**EXERCISE BRIEF:** Reproduce the closing part of the entries exactly: the line with "Query: garage door" and all lines after it, ending with the last line, and nothing else.

**DATASET RECORDS:**

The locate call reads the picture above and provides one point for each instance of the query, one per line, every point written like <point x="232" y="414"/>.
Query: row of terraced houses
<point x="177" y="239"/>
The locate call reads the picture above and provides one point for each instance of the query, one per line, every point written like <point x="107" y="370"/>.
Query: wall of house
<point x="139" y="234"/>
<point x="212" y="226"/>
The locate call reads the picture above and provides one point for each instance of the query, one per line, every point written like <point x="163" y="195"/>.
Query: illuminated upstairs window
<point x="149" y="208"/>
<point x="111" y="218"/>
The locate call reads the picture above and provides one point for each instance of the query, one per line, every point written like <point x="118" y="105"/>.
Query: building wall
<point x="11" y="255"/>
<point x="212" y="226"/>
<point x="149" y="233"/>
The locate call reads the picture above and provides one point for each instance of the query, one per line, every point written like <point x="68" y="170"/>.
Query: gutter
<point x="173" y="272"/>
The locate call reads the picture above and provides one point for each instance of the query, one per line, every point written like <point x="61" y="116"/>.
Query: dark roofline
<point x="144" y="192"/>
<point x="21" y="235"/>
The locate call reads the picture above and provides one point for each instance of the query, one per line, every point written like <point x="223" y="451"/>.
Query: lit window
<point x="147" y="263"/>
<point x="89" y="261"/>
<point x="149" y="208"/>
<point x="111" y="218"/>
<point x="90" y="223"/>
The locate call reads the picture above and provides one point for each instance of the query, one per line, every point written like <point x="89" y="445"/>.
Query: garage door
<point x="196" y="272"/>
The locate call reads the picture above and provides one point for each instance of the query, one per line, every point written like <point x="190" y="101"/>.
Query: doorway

**ANSWER AREA:**
Query: garage door
<point x="196" y="272"/>
The locate call reads the picture above and provides one point for each instance of the query, one per line, every point written like <point x="190" y="101"/>.
Query: doorway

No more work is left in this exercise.